● PROBLEM REQUIREMENTS
Copy out the lines below word for word, keeping every symbol, space, and line break the same.

======

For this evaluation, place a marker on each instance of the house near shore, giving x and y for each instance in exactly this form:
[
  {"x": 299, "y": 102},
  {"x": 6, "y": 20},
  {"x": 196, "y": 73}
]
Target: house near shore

======

● RESPONSE
For this evaluation, place a marker on each instance of the house near shore, giving x and y for each instance in exactly this form:
[
  {"x": 299, "y": 102},
  {"x": 6, "y": 20},
  {"x": 196, "y": 73}
]
Target: house near shore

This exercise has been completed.